Solving Minecraft Captchas with Neural Networks

Posted on July 25, 2020* in ctf-writeups

Challenge
Initial Steps
- Dataset
- Network Architecture
  - Why ResNet?
  - Modifying the ResNet Architecture
Data Preprocessing
- Gauging Model Performance
Training the Model
- Model Performance
Interfacing with the Website
Complete Source Code and Trained Models
References

Challenge

When on website: +1 spam resistance +10 user annoyance
Gotta be fast! 500 in 10 minutes!
https://captcha.chal.uiuc.tf

We're given a link to a website, which contains a picture of a Minecraft enchanting window. When we try to type into the input field, our input is displayed in the Standard Galactic Alphabet. The challenge description tells us that we need to solve 500 of these captchas in 10 minutes. Even if I were fluent in this language, it would be difficult to solve 50 of these in a minute.

Initial Steps

As with all web challenges, the first thing to do is to view the source code:

<!doctype html>

<!--TODO: we don't need /captchas.zip anymore now that we dynamically create captchas. We should delete this file.-->

<html>
<title>UIUCTF</title>
...

Dataset

Navigating to /captchas.zip gives us a nearly 1 GB archive of captcha images with the corresponding labels. The comment suggests that these captchas are dynamically generated and aren't in this dataset.

But, because we have access to a massive data set, we can train a machine learning model (such as a neural network) to predict labels for these generated captchas.

Network Architecture

Since the labels are part of the filename, we have to write a custom PyTorch Dataset class to load the images and their corresponding labels in a way that is usable by PyTorch. To avoid fine-tuning my own architecture in the middle of a CTF, I decided to use the built-in ResNet-18 model [1].

----------------

Set task
Reproduce the passage of the captcha writeup from "When on website: +1" up to and including "in a minute.".

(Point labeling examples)
----------------

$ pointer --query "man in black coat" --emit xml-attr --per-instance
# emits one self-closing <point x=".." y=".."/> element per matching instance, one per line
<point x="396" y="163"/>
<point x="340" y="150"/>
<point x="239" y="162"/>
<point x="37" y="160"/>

----------------

Complete response
When on website: +1 spam resistance +10 user annoyance
Gotta be fast! 500 in 10 minutes!
https://captcha.chal.uiuc.tf

We're given a link to a website, which contains a picture of a Minecraft enchanting window. When we try to type into the input field, our input is displayed in the Standard Galactic Alphabet. The challenge description tells us that we need to solve 500 of these captchas in 10 minutes. Even if I were fluent in this language, it would be difficult to solve 50 of these in a minute.